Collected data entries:

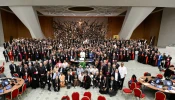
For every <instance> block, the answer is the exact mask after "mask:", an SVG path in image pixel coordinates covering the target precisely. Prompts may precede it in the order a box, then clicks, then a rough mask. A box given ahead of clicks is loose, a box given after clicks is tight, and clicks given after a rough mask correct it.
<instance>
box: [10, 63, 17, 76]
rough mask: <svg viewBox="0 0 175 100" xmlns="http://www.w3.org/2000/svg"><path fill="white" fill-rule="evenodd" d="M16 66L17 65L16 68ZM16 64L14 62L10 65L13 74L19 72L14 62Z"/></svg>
mask: <svg viewBox="0 0 175 100" xmlns="http://www.w3.org/2000/svg"><path fill="white" fill-rule="evenodd" d="M14 66H15V69H14ZM14 66H13V65H12V64H10V65H9V68H10V73H11V74H14V73H17V72H18V67H17V66H16V64H14Z"/></svg>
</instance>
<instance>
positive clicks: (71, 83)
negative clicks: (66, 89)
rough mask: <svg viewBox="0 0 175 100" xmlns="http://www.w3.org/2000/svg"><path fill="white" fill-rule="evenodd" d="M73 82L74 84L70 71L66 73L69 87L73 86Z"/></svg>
mask: <svg viewBox="0 0 175 100" xmlns="http://www.w3.org/2000/svg"><path fill="white" fill-rule="evenodd" d="M72 84H73V78H72V75H70V72H69V71H68V72H67V75H66V85H67V88H68V89H69V88H70V87H71V86H72Z"/></svg>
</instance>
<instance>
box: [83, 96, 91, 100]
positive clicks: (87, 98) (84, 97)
mask: <svg viewBox="0 0 175 100" xmlns="http://www.w3.org/2000/svg"><path fill="white" fill-rule="evenodd" d="M81 100H90V99H89V97H87V96H83V97H82V98H81Z"/></svg>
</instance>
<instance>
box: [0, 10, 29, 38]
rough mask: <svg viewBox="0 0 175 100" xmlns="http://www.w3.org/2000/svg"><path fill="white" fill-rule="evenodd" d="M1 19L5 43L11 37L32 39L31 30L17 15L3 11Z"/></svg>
mask: <svg viewBox="0 0 175 100" xmlns="http://www.w3.org/2000/svg"><path fill="white" fill-rule="evenodd" d="M1 17H2V25H3V31H4V39H5V41H9V40H10V37H11V36H12V37H13V38H22V37H23V38H31V35H30V32H29V30H28V29H27V28H26V26H25V25H24V24H23V23H22V22H21V21H20V20H19V19H18V18H17V17H16V15H14V14H12V13H9V12H6V11H3V10H1Z"/></svg>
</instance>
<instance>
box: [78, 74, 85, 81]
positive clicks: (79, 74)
mask: <svg viewBox="0 0 175 100" xmlns="http://www.w3.org/2000/svg"><path fill="white" fill-rule="evenodd" d="M83 78H84V75H81V74H79V75H78V80H79V81H80V82H83Z"/></svg>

_Exercise requirements_
Reproduce every line of the records above verbatim, omitting the pictures.

_Exercise answer_
For every <instance> block, the answer is the exact mask after "mask:", an SVG path in image pixel coordinates covering the target precisely. Prompts may precede it in the order a box, then clicks, then a rough mask. A box given ahead of clicks is loose, a box given after clicks is tight, and clicks given after a rough mask correct it.
<instance>
box: [10, 63, 17, 76]
rough mask: <svg viewBox="0 0 175 100" xmlns="http://www.w3.org/2000/svg"><path fill="white" fill-rule="evenodd" d="M16 66L17 65L16 68ZM16 64L14 62L10 65L13 74L19 72L14 62Z"/></svg>
mask: <svg viewBox="0 0 175 100" xmlns="http://www.w3.org/2000/svg"><path fill="white" fill-rule="evenodd" d="M14 66H15V69H14ZM14 66H13V65H12V64H10V65H9V68H10V73H11V74H14V73H17V72H18V67H17V66H16V64H14Z"/></svg>
</instance>
<instance>
positive clicks: (71, 83)
negative clicks: (66, 89)
rough mask: <svg viewBox="0 0 175 100" xmlns="http://www.w3.org/2000/svg"><path fill="white" fill-rule="evenodd" d="M73 82L74 84L70 71L66 73L69 87L73 86Z"/></svg>
mask: <svg viewBox="0 0 175 100" xmlns="http://www.w3.org/2000/svg"><path fill="white" fill-rule="evenodd" d="M72 84H73V78H72V75H70V72H69V71H68V72H67V75H66V85H67V88H68V89H69V88H70V87H71V86H72Z"/></svg>
</instance>
<instance>
box: [83, 96, 91, 100]
positive clicks: (87, 98) (84, 97)
mask: <svg viewBox="0 0 175 100" xmlns="http://www.w3.org/2000/svg"><path fill="white" fill-rule="evenodd" d="M81 100H90V99H89V97H87V96H83V97H82V98H81Z"/></svg>
</instance>
<instance>
box: [0, 10, 29, 38]
rough mask: <svg viewBox="0 0 175 100" xmlns="http://www.w3.org/2000/svg"><path fill="white" fill-rule="evenodd" d="M1 19L5 43L11 37L32 39L31 30L17 15L3 11Z"/></svg>
mask: <svg viewBox="0 0 175 100" xmlns="http://www.w3.org/2000/svg"><path fill="white" fill-rule="evenodd" d="M1 17H2V25H3V31H4V39H5V41H9V40H10V37H11V36H12V37H13V38H22V37H23V38H31V35H30V32H29V30H28V29H27V28H26V26H25V25H24V24H23V23H22V22H21V21H20V20H19V19H18V18H17V17H16V15H14V14H12V13H9V12H6V11H3V10H1Z"/></svg>
</instance>
<instance>
box: [78, 74, 85, 81]
positive clicks: (79, 74)
mask: <svg viewBox="0 0 175 100" xmlns="http://www.w3.org/2000/svg"><path fill="white" fill-rule="evenodd" d="M83 78H84V75H81V74H79V75H78V80H79V81H80V82H83Z"/></svg>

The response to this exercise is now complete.